→ Статья
□ □ □ □ □
Насколько можно судить, в эфире прозвучали приблизительно половина имеющихся записей, причем каждая была представлена не более чем третью своего объема. Остальное так и осталось в архиве.
К концу 1960-х годов (после 15 лет вещания) архив радиостанции разросся настолько, что встал вопрос о целесообразности хранения неактуальных записей. Поскольку «Свобода» - радио американское, архивы полагалось передавать в хранилища США. Для катушек с мемуарными интервью был выбран Колумбийский университет в Нью-Йорке, где существовал Отдел устной истории. Туда и попали все пленки.
Долгие годы о них никто не вспоминал. В конце 90-х, собирая материалы по истории холодной войны, я обратился в Колумбийский университет, но оказалось, что пленок там давно уже нет и даже старожилы не помнят об их существовании. Мне показали лишь машинописные расшифровки, сделанные тогда же, в начале 60-х, в Мюнхене: по былым стандартам, перепечатывалось все, что произносилось, - «э-э-э», «кхе-кхе», всевозможные оговорки. Я искал звук, голоса, мне хотелось делать радиопрограммы. Но голоса исчезли, а за копирование старой машинописи требовали несусветные деньги; у каждого маленького архива свои причуды.
□ □ □ □ □
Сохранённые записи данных
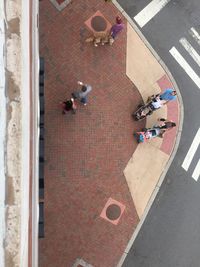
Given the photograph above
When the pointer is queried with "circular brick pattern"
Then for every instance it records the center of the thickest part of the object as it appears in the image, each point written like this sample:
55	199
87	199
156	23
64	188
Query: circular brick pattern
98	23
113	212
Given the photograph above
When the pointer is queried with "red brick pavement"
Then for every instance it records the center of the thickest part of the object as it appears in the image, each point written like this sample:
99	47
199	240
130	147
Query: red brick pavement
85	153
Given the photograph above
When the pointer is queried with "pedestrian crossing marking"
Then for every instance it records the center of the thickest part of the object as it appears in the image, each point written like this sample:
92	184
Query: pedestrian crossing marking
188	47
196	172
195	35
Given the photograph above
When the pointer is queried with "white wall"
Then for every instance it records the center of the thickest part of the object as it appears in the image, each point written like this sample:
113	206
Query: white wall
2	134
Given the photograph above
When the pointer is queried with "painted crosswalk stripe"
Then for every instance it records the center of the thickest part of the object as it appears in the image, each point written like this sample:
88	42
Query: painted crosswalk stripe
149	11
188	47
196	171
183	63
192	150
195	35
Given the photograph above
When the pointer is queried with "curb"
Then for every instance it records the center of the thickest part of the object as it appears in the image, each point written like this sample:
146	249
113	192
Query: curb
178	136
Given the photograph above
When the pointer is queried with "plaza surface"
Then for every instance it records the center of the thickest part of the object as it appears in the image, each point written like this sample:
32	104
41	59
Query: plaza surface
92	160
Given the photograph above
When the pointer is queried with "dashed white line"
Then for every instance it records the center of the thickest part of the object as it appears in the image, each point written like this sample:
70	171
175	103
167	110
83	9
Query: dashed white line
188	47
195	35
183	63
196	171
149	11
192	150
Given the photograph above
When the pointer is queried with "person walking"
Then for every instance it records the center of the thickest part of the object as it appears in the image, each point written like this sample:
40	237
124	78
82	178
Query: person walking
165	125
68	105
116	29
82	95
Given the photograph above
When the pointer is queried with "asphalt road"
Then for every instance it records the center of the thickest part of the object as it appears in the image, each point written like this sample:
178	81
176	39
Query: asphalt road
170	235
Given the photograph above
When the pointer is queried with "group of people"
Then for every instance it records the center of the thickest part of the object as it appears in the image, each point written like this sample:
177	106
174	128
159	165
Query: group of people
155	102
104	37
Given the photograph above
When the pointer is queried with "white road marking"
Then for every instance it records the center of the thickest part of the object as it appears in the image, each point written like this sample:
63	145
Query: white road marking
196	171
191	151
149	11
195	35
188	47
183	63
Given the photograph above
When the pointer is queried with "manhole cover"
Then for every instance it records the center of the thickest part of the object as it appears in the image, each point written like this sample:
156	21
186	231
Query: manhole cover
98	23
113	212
□ □ □ □ □
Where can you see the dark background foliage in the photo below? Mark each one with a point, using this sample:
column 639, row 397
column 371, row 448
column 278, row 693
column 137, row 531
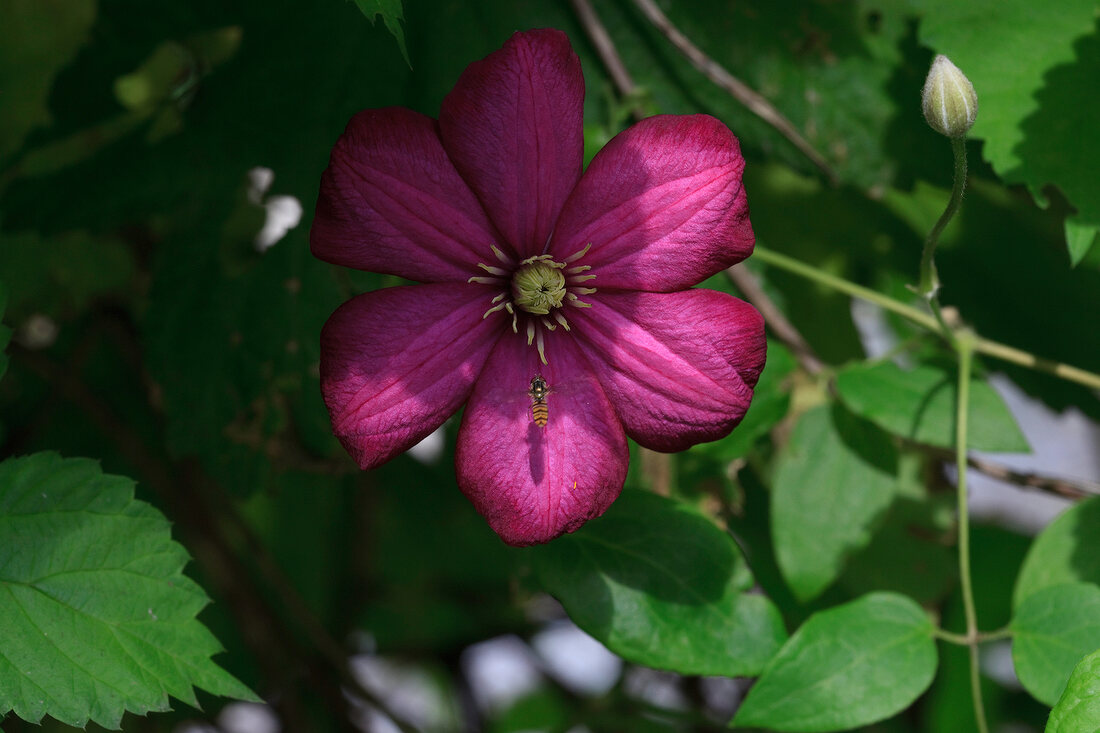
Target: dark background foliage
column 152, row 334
□ □ □ □ □
→ Цель задания
Подхватите статью об архиве мемуарных интервью радио «Свобода» и продолжите её, начав сразу после последней фразы.

→ Ответ к заданию
Мне повезло: года через два я нашел голоса - причем там же, на Манхэттене. Правда, не все - одиннадцать записей были утрачены. Сравнить с мертвой машинописью это было нельзя: все они, эти немолодые собеседники Малышева и Рудина, говорили почти забытым, теплым, старомодным русским языком. Не то чтобы их речь была правильнее нашей (хотя часто была), но в ней сохранялось обаяние прежних дней, грация, наивность и изящество манер. И я подумал, что по силе приближения к личности с звуком голоса мало что может соперничать.
Старший сын министра юстиции, позднее - военного и морского министра и, наконец, министра-председателя Временного правительства Олег Керенский в 12 лет оказался свидетелем второй, а затем и третьей русской революции. Ему пришлось пережить и эйфорию первых мирных дней, и гордость за знаменитого отца, и растерянность семьи, попавшей под подозрение новых властей, и арест, и побег за границу с подложными документами. Прежняя жизнь с любимым отцом была революцией бесповоротно разрушена, но Олег Керенский стал на ноги сам, отстояв достоинство фамилии и превратившись в видного британского инженера-мостостроителя, владельца большой инженерной фирмы, разрабатывавшей, кроме мостов, дороги и электростанции. «Я пролез в люди, мне повезло», - говорит он. Под руководством Керенского-сына был, в частности, спроектирован и построен знаменитый мост через Босфор, соединяющий Европу с Азией.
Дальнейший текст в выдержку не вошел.